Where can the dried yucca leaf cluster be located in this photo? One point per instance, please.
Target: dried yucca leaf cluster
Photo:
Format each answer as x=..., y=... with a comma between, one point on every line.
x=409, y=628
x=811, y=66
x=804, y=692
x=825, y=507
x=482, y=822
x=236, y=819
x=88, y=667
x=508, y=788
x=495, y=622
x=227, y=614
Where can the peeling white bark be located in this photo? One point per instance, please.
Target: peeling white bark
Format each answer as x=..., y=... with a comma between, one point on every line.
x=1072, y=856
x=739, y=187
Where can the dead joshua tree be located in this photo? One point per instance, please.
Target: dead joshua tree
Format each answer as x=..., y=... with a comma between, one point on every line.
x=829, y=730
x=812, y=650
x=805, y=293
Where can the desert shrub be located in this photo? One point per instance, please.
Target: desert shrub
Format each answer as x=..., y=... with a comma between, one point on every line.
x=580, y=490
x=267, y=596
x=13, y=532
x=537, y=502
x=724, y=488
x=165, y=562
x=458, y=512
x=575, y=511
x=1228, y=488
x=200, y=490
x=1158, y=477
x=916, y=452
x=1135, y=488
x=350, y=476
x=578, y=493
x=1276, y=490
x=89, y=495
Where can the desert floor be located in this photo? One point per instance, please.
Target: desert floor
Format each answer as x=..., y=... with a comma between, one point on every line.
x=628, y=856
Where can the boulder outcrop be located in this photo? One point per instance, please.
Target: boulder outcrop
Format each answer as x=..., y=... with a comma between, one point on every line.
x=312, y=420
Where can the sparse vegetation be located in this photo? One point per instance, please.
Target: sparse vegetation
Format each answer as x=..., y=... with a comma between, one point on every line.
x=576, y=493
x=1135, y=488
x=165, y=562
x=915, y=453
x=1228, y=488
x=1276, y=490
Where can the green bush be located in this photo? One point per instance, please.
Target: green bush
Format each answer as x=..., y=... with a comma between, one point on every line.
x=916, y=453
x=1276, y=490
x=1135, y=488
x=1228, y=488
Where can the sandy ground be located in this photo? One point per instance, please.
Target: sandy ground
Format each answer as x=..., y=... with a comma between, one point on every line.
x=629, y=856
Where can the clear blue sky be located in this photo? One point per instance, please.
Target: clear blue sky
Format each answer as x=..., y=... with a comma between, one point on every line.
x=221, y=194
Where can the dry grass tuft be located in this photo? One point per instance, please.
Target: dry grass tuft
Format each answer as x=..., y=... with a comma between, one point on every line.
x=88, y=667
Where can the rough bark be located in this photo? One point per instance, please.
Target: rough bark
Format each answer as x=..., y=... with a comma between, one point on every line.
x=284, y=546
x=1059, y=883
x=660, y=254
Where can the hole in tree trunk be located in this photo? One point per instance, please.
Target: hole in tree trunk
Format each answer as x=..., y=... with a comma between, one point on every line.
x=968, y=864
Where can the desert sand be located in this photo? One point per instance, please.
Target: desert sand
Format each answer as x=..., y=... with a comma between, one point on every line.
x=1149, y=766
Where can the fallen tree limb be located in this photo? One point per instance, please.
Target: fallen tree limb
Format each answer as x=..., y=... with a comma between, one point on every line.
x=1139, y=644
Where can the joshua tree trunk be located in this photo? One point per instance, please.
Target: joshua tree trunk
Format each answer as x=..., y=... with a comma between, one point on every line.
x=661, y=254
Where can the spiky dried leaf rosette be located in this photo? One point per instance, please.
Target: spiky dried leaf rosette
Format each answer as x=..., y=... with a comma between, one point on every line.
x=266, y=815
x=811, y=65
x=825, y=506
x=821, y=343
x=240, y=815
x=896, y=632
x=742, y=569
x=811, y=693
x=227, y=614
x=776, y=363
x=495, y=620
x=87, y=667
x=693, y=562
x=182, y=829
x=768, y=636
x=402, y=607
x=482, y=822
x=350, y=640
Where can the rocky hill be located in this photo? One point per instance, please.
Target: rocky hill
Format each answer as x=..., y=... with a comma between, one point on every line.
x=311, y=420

***

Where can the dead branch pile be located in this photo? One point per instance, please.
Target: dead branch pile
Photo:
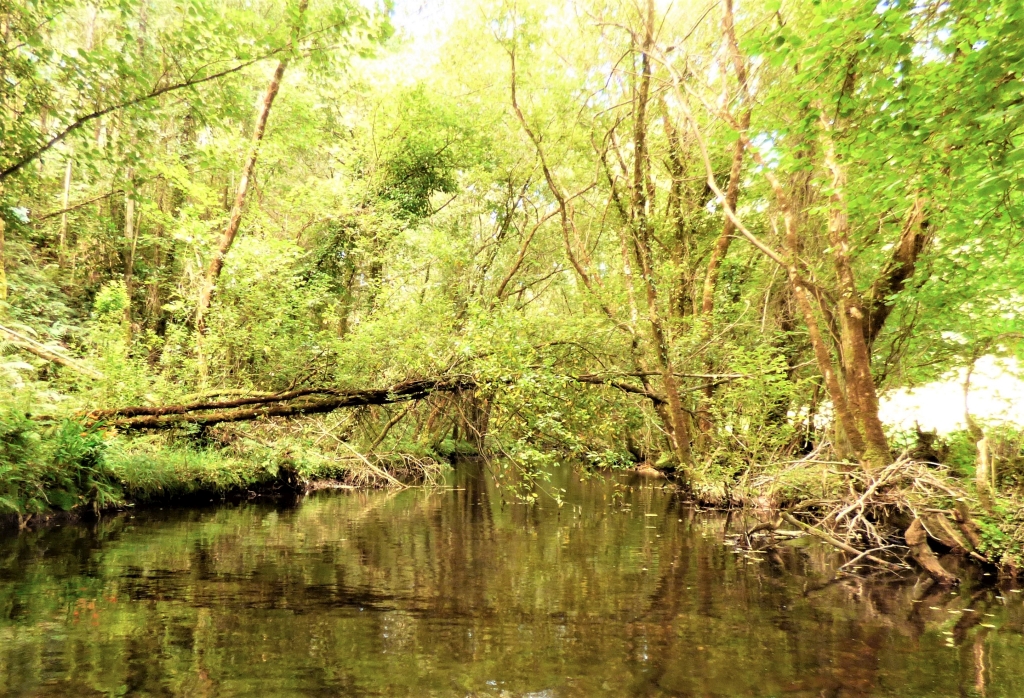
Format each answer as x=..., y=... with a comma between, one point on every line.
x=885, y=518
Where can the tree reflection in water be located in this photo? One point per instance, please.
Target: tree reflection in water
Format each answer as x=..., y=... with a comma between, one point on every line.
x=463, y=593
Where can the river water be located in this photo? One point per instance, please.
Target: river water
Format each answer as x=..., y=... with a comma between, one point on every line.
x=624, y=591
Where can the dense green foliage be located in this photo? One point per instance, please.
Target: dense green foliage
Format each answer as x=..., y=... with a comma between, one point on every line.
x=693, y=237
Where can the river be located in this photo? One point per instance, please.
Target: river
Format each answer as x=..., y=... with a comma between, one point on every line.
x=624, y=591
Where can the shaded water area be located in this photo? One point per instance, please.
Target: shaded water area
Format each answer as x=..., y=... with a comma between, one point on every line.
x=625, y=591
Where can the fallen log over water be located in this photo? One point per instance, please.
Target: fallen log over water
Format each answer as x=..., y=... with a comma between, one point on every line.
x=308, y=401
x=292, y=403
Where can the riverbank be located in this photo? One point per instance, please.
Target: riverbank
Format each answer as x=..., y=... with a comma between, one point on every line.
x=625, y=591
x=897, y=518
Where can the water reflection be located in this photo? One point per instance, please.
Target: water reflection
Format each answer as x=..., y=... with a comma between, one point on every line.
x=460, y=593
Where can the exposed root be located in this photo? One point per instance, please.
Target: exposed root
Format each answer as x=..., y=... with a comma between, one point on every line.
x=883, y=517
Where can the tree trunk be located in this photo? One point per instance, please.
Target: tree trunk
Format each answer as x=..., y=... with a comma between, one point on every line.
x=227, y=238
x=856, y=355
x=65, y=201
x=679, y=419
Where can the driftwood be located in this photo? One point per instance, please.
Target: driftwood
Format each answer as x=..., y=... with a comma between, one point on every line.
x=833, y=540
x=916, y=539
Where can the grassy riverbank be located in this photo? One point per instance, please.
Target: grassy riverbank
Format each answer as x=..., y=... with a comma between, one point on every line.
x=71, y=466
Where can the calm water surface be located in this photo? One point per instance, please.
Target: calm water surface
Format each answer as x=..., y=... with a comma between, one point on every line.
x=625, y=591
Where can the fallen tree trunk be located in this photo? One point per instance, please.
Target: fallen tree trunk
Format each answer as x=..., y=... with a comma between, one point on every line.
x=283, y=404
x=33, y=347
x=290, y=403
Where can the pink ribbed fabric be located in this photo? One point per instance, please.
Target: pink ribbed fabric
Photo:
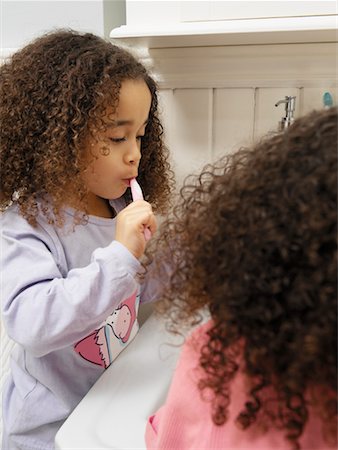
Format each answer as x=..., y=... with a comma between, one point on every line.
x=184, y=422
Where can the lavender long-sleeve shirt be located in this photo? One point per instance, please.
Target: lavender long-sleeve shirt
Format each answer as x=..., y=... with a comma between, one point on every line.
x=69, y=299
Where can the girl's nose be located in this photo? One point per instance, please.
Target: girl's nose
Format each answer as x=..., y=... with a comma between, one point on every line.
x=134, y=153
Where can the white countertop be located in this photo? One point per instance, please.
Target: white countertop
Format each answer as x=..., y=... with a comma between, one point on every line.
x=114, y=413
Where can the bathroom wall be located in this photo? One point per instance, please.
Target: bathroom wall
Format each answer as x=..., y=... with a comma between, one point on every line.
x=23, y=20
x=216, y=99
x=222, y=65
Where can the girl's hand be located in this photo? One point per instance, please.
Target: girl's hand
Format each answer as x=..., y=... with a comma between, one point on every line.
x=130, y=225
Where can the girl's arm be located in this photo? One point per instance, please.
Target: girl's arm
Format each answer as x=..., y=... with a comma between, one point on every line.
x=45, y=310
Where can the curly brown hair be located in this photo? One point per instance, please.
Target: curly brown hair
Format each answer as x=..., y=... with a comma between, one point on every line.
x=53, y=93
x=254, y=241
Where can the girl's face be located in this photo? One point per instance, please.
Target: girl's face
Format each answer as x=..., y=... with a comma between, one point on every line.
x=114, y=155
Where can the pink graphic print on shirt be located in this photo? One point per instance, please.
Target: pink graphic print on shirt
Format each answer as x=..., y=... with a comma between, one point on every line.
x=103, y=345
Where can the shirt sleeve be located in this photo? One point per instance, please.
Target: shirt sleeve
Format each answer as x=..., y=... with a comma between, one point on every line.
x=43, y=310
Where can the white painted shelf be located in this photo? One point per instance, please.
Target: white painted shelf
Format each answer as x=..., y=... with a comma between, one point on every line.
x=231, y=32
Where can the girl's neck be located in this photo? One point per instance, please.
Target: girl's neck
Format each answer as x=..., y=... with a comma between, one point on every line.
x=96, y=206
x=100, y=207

***

* What this task involves *
Reproduce the items from the line with "Where can the girl's hand" up to and including the line with "x=100, y=207", unchanged and with nothing else.

* Solution for this exercise *
Where can the girl's hand be located in this photo? One point per instance, please.
Target: girl's hand
Format each answer as x=..., y=... with a comma between, one point on every line.
x=130, y=225
Where can the girl's arm be located in this photo? One point per instance, please.
Target: girl's arm
Format each answer as x=..., y=... with a comma between, one point on every line.
x=45, y=310
Where can the curly brown hair be located in this photo? One point per instance, please.
Target: curly brown hair
Format each answer as x=..., y=... with a comma between, one point on every line.
x=53, y=93
x=254, y=241
Where can the girl's face be located in this photo? One point per instance, please.
Target: girl's face
Format each answer as x=..., y=... with a comma between, one point on every line.
x=114, y=155
Where can the pink graphic print on shirt be located in this photo? One point per instance, please.
Target: pink graphic print on shirt
Format each answer as x=..., y=... with a comma between, one point on every line.
x=103, y=345
Where can the shirt sleeve be located in this photo? One point per instance, please.
Target: shirt sleeve
Format each answer as x=..., y=... with a comma between, one point on every line.
x=43, y=310
Where can the white painted shelf be located in this photo? One point per instance, please.
Target: white painted shelf
Format each answer as x=..., y=... with a comma between, one point on every line.
x=231, y=32
Where can the girl's neck be located in this photo? One point per instance, please.
Target: girl's neck
Format each answer as x=..., y=... with a comma between, one point on every line.
x=96, y=206
x=100, y=207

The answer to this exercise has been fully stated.